>> BEGIN Entries

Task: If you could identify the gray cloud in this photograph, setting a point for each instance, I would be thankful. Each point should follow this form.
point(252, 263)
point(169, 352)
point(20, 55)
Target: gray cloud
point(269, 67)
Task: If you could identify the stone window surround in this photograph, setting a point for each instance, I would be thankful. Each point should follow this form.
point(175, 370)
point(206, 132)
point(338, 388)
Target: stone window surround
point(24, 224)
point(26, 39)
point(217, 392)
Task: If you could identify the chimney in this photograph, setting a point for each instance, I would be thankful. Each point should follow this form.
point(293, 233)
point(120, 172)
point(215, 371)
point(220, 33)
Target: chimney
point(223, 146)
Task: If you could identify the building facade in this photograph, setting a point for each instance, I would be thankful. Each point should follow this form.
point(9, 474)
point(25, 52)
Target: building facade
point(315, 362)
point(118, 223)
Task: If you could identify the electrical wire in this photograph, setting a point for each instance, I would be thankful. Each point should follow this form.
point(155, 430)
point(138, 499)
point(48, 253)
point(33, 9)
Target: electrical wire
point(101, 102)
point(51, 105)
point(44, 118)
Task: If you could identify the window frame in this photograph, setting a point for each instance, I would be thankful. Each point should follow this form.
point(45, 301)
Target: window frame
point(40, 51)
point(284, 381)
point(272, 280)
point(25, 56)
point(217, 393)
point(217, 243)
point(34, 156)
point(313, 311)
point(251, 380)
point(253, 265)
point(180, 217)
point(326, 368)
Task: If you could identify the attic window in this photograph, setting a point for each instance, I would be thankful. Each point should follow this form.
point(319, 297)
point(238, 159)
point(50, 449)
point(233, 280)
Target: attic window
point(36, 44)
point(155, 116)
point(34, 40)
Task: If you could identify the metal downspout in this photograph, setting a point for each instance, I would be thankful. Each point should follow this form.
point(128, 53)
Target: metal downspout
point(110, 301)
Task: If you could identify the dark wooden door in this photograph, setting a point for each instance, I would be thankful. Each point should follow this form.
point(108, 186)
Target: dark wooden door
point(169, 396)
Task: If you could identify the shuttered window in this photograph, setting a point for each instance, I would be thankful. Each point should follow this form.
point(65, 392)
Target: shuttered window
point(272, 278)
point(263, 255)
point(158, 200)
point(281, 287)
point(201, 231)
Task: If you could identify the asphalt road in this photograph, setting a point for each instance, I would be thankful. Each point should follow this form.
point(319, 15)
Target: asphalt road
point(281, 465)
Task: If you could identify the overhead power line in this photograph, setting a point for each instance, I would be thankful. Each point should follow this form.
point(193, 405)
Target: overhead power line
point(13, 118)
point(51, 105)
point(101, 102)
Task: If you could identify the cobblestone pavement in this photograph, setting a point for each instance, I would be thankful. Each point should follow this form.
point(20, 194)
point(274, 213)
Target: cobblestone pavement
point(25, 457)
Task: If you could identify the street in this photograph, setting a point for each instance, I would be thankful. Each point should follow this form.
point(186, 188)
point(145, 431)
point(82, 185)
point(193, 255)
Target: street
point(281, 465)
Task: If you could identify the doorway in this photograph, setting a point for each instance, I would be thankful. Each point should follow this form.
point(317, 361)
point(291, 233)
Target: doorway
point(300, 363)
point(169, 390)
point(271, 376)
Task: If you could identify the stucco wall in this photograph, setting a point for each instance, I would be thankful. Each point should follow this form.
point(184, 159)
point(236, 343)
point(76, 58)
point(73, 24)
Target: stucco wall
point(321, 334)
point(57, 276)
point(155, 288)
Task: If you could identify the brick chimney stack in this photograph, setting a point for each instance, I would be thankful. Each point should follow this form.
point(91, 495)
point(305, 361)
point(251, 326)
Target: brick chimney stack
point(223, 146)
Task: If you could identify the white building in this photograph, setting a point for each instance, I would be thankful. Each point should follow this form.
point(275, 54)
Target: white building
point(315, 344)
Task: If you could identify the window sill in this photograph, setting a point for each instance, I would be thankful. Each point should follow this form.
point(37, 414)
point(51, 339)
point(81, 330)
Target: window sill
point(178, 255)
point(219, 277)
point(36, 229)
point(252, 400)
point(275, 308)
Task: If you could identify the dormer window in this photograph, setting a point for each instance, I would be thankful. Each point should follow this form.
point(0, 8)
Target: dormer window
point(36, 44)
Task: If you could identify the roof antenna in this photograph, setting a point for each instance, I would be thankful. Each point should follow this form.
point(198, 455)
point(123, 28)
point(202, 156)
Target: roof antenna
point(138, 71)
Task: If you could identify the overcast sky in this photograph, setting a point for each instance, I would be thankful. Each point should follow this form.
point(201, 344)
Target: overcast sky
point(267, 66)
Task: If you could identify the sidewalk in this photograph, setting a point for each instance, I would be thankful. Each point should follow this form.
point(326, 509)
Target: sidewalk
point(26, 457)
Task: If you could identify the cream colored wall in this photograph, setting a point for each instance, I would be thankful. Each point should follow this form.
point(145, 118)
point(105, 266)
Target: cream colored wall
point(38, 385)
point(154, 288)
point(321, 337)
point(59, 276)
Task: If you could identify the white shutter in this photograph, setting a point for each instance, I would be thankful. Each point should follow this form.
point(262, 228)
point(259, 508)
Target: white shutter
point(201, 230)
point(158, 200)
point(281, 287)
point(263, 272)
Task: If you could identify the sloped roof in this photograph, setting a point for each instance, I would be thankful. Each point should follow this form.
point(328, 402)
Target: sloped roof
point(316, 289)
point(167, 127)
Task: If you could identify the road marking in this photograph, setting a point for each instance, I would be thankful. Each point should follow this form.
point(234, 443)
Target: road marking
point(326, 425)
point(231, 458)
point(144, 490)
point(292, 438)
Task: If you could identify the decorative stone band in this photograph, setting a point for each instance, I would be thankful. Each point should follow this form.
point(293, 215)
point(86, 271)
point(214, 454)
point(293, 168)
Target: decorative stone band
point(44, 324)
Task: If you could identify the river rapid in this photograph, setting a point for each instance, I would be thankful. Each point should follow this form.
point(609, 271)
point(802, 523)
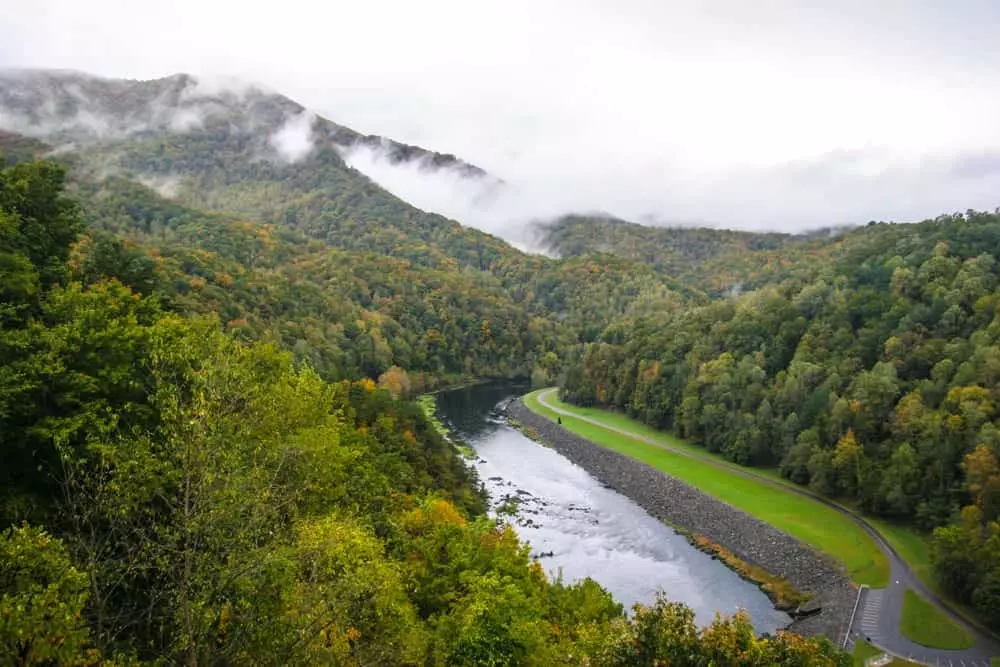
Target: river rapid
point(578, 527)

>> END Entries

### What is required
Rescale the part that opens with the line containing "Task: If you could identify the brick" and closes with the line containing "point(275, 308)", both included, writing out each of those lines again, requests and their sample points unchanged. In the answer points only, multiply every coordinate by 2.5 and round to a whole number, with halves rounded up.

### Exercise solution
Task: If you could identify the brick chimney stack in this photograph, setting a point for each instance, I would be thankful. Each point should follow this form.
point(91, 495)
point(305, 361)
point(251, 326)
Target: brick chimney stack
point(558, 365)
Task: If you could identify the white building in this photograph, setting a point for each instance, I would be thankful. Each point should follow this form.
point(275, 54)
Target: white building
point(788, 860)
Task: If you could identify the window sill in this photograph, setting a point for each instance, I would be thankful. Each point should follow this form.
point(37, 414)
point(51, 339)
point(81, 330)
Target: window sill
point(445, 638)
point(548, 693)
point(90, 573)
point(630, 1000)
point(688, 770)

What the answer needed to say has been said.